### REQUIRED TASK
Swap "glass wall panel" for "window pane" wherever it occurs in the items, and write every line out again with nothing else changed.

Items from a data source

===

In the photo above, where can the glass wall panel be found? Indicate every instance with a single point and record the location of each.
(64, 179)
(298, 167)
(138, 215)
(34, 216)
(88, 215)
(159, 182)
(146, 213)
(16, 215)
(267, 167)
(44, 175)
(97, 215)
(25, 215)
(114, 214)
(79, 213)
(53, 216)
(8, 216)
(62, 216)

===

### ANSWER
In the photo above, where can the window pane be found? Indicate every instance with a single point and record the location of each.
(64, 179)
(298, 167)
(138, 215)
(34, 216)
(88, 215)
(159, 182)
(146, 213)
(16, 215)
(267, 167)
(44, 175)
(97, 215)
(25, 215)
(114, 214)
(79, 213)
(53, 216)
(8, 216)
(62, 216)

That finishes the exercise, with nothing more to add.